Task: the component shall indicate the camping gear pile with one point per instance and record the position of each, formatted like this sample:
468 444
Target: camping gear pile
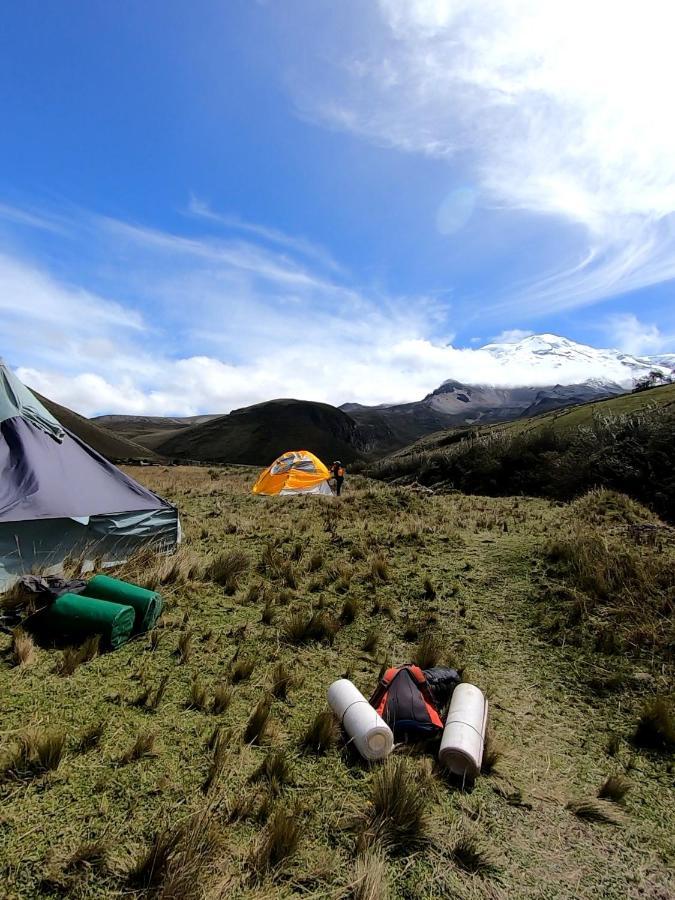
407 707
114 609
295 472
59 498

> _What you are asked to do_
Exactly as written, give the entries above again, with no images.

> _Written response_
Task: the component shall indicate the camping gear pile with one point per instance and record the position of each, formatted like this sample:
468 444
Target: camping gear pile
407 707
114 609
295 472
59 498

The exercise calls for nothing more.